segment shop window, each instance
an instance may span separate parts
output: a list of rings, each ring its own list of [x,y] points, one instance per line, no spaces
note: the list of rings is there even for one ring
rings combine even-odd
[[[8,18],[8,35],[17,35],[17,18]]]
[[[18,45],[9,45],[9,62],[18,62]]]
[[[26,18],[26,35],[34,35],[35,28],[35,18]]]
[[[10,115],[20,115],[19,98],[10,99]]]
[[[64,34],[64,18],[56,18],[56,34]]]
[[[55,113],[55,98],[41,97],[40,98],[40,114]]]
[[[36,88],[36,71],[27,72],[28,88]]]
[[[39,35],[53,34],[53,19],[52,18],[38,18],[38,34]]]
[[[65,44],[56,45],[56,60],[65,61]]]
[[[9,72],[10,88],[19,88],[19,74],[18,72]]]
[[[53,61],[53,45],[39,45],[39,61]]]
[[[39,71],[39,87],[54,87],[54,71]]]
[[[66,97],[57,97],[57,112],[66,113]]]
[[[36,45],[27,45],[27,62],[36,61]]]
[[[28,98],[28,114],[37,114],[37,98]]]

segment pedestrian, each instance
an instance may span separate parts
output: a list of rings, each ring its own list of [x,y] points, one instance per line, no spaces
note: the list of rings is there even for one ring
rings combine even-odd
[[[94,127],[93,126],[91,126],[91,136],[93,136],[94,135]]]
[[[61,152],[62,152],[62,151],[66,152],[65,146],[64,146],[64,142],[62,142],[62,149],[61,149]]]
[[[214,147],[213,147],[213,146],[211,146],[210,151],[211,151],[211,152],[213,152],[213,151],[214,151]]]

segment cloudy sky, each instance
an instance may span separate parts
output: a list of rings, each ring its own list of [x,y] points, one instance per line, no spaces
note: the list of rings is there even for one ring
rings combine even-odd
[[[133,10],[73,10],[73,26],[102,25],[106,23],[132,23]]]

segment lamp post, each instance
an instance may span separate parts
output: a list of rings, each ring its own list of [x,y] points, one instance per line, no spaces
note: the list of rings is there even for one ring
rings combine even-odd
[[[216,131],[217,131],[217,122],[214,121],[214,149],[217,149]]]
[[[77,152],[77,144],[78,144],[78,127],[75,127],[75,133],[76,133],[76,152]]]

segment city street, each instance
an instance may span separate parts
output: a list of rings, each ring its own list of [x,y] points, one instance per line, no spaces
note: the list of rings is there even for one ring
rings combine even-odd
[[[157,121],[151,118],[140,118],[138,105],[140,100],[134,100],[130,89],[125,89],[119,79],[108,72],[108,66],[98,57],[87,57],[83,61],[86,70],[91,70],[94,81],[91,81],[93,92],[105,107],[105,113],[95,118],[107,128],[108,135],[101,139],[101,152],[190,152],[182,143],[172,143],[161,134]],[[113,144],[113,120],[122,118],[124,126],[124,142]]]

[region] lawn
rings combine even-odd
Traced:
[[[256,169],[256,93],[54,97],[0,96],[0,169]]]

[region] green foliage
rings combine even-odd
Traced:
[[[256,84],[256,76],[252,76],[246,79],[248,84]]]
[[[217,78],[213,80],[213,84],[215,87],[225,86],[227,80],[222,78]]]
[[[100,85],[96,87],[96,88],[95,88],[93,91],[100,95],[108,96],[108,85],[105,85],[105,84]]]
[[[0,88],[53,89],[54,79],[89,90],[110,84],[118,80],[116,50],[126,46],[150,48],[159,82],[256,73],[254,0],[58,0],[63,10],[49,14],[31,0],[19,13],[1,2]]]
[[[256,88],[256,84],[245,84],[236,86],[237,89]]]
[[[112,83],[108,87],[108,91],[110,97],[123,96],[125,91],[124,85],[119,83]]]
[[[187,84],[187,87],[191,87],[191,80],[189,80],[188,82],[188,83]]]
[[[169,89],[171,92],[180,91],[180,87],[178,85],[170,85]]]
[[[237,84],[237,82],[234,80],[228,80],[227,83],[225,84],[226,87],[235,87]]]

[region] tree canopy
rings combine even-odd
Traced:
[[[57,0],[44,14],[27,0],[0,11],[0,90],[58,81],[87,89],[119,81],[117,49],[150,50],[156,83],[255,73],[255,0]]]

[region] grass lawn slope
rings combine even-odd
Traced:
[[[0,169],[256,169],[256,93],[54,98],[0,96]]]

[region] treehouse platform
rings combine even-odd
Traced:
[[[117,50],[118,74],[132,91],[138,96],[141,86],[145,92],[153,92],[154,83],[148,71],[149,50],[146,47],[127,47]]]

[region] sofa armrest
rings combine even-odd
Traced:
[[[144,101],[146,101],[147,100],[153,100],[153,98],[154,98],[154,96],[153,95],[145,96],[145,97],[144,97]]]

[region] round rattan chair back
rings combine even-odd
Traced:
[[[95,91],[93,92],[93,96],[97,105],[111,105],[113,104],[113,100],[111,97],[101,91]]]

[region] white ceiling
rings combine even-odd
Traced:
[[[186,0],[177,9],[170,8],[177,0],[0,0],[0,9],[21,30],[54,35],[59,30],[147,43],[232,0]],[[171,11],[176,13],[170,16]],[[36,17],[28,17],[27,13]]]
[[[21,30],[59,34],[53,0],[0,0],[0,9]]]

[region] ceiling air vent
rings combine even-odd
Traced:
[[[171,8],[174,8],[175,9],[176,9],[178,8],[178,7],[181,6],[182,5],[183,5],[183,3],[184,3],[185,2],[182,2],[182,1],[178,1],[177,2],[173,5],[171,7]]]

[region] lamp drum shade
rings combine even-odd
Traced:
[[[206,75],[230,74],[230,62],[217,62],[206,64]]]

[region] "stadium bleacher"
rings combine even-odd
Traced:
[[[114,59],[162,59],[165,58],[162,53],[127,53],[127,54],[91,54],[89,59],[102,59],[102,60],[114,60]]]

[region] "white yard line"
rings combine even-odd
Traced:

...

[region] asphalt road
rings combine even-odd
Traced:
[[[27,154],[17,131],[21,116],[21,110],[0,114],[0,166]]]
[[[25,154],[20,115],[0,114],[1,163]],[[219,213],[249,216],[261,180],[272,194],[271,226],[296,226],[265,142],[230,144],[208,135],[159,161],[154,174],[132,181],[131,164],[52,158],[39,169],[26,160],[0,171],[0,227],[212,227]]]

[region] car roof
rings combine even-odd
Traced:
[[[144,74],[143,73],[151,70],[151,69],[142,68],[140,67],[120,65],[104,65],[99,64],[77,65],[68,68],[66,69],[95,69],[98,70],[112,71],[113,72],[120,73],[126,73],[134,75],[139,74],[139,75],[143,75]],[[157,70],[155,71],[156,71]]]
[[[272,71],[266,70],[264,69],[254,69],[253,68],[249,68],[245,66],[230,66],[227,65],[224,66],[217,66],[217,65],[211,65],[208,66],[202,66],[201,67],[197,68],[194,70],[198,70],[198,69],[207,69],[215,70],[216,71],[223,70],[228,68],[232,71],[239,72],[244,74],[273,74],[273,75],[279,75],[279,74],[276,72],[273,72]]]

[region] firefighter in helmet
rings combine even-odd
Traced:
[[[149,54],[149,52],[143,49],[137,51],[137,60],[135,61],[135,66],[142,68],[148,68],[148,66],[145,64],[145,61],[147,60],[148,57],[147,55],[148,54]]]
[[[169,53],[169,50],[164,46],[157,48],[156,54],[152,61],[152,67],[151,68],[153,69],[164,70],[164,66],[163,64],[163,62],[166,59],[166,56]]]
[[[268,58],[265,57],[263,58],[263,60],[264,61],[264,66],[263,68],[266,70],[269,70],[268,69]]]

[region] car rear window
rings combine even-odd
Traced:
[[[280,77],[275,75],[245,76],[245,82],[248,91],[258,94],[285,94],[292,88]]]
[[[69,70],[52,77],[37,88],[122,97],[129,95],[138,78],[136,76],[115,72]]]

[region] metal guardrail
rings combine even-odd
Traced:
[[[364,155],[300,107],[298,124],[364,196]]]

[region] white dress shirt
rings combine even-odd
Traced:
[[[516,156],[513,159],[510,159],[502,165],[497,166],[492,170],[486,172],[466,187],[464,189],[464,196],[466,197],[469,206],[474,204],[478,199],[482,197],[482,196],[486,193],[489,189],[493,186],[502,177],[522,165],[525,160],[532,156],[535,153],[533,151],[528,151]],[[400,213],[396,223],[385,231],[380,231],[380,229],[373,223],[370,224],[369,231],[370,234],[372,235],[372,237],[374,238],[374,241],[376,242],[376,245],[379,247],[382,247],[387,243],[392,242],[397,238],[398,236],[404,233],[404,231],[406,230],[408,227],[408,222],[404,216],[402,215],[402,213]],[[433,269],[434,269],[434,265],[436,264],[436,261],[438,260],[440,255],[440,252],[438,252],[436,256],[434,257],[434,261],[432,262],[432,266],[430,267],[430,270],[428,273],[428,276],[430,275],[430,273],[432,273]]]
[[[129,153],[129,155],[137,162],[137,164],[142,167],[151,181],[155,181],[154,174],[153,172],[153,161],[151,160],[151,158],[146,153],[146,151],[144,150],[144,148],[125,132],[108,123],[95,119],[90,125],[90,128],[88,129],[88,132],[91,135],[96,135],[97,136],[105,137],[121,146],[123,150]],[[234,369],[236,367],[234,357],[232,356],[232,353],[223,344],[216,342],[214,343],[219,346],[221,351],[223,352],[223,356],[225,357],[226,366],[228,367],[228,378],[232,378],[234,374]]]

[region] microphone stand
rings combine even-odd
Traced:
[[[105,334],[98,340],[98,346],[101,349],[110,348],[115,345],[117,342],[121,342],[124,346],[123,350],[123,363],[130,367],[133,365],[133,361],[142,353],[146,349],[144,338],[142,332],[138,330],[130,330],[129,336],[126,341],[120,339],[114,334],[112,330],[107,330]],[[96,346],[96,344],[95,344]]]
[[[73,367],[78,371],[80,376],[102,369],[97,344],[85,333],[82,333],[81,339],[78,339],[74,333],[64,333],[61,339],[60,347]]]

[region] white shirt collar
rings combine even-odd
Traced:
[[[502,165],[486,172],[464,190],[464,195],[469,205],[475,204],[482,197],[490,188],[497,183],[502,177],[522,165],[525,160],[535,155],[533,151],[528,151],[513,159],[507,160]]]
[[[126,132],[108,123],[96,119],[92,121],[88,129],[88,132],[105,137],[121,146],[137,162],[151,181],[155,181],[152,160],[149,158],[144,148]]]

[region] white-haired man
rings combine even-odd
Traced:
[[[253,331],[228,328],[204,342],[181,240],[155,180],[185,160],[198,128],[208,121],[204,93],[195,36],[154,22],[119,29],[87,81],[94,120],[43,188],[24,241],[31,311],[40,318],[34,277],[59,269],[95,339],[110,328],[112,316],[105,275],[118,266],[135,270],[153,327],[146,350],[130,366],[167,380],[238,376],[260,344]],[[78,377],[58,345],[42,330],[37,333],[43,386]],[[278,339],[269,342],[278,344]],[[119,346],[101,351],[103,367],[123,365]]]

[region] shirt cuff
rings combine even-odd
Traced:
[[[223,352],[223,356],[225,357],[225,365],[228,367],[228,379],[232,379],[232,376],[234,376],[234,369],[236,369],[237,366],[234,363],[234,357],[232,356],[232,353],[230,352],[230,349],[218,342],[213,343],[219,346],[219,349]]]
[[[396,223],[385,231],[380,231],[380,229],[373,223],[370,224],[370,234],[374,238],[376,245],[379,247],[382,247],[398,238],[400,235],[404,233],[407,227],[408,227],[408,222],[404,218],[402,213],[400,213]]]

==

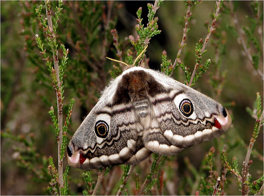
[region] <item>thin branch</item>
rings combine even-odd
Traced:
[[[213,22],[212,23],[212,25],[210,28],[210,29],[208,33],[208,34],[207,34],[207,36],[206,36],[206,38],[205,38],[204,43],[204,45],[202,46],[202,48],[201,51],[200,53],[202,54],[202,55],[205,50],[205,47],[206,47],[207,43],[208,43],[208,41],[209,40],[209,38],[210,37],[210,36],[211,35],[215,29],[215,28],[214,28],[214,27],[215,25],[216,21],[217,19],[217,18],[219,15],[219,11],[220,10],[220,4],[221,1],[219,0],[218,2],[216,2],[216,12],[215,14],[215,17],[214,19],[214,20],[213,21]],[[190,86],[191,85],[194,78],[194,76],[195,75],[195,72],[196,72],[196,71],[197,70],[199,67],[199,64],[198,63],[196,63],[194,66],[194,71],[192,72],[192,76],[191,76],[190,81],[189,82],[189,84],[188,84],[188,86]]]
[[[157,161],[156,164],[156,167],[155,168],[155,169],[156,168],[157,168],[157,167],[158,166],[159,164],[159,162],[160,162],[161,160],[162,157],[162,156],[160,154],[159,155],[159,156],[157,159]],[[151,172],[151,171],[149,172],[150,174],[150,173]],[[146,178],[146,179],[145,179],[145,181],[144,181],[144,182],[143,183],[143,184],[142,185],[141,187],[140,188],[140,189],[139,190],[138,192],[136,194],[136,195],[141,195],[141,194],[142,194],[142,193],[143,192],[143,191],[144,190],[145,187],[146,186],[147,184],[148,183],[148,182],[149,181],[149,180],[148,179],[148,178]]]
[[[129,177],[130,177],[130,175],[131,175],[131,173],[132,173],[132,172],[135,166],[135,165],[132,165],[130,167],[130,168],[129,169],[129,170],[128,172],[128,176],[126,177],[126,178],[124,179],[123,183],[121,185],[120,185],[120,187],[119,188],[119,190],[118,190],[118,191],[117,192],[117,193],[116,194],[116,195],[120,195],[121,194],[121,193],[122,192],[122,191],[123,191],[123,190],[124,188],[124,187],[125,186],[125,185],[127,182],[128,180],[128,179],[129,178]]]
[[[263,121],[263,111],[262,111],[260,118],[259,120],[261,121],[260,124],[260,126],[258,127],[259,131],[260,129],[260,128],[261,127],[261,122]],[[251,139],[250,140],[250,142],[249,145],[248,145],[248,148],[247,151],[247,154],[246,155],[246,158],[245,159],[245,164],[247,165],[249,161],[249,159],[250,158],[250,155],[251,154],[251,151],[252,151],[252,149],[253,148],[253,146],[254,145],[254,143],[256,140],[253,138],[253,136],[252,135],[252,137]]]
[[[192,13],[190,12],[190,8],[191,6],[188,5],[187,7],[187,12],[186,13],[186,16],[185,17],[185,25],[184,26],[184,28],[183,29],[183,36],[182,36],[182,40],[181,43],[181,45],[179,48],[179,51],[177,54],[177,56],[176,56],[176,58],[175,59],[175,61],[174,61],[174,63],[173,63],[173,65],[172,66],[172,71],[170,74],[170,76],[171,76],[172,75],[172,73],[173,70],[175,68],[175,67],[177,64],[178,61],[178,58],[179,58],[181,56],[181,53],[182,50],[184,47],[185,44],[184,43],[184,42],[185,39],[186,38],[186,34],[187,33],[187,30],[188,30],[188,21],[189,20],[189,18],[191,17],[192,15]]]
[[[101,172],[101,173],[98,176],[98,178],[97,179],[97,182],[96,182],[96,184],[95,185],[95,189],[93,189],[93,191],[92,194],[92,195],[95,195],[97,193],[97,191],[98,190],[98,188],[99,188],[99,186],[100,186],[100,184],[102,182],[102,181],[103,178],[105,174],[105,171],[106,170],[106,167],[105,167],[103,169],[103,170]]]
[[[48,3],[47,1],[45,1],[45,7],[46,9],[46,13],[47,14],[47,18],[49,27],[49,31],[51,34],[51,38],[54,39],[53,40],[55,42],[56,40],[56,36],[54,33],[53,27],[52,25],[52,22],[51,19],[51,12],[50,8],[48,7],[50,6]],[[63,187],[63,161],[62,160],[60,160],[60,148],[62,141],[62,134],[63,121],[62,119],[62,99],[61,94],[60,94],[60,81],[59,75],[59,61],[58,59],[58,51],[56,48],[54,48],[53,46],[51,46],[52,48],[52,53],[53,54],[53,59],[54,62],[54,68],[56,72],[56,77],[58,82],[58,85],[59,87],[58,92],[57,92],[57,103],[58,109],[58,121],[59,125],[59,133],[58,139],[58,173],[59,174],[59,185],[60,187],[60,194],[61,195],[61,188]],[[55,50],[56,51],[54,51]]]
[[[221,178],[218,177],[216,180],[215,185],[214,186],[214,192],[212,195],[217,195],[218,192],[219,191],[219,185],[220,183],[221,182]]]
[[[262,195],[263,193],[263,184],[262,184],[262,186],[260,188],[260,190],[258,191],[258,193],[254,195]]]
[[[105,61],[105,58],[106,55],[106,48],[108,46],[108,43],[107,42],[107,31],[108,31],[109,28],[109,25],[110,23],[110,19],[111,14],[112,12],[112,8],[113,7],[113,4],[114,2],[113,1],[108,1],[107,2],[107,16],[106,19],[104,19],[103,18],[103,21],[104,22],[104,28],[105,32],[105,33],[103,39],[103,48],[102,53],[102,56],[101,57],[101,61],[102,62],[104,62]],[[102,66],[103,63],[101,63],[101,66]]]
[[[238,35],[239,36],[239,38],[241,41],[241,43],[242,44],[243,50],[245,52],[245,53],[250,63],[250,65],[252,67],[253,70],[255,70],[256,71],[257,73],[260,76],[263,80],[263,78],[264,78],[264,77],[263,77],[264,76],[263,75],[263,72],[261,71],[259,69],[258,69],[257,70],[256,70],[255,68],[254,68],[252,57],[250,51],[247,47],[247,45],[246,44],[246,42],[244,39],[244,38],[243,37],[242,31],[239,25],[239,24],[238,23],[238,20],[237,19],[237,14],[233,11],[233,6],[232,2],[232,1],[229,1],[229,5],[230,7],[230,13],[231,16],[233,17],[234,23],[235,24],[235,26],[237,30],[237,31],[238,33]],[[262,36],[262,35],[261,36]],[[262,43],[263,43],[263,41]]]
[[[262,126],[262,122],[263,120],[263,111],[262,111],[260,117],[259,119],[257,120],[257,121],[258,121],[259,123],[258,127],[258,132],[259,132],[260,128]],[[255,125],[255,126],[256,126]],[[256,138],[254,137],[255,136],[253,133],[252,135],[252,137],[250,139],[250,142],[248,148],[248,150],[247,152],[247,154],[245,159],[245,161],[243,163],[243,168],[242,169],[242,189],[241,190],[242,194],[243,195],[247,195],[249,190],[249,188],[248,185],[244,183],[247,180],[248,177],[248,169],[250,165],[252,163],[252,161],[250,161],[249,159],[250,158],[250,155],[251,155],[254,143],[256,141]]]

WORK TO DO: Rewrite the records from the line containing "segment shop window, each instance" through the line containing "[[[28,98],[28,114],[37,114],[37,98]]]", swapping "instance" for "object" and leaving everything else unchanged.

EXERCISE RESPONSE:
segment shop window, each object
an object may span separate parts
output: a list of rings, each ring its own list of [x,y] points, one object per line, no spaces
note: the list of rings is there even for one ring
rings combine even-odd
[[[8,18],[8,35],[17,35],[17,18]]]
[[[18,45],[9,45],[9,62],[18,62]]]
[[[26,18],[26,35],[34,35],[35,28],[35,18]]]
[[[10,115],[20,115],[19,98],[10,99]]]
[[[64,34],[64,18],[56,18],[56,34]]]
[[[55,113],[55,98],[41,97],[40,98],[40,114]]]
[[[36,88],[36,71],[27,72],[28,88]]]
[[[39,35],[53,34],[53,19],[52,18],[38,18],[38,34]]]
[[[65,44],[56,45],[56,60],[65,61]]]
[[[9,72],[10,88],[19,88],[19,74],[18,72]]]
[[[53,61],[53,45],[39,45],[39,61]]]
[[[39,71],[39,87],[54,87],[54,71]]]
[[[66,97],[57,97],[57,112],[66,113]]]
[[[36,45],[27,45],[27,62],[36,61]]]
[[[28,98],[28,114],[37,114],[37,98]]]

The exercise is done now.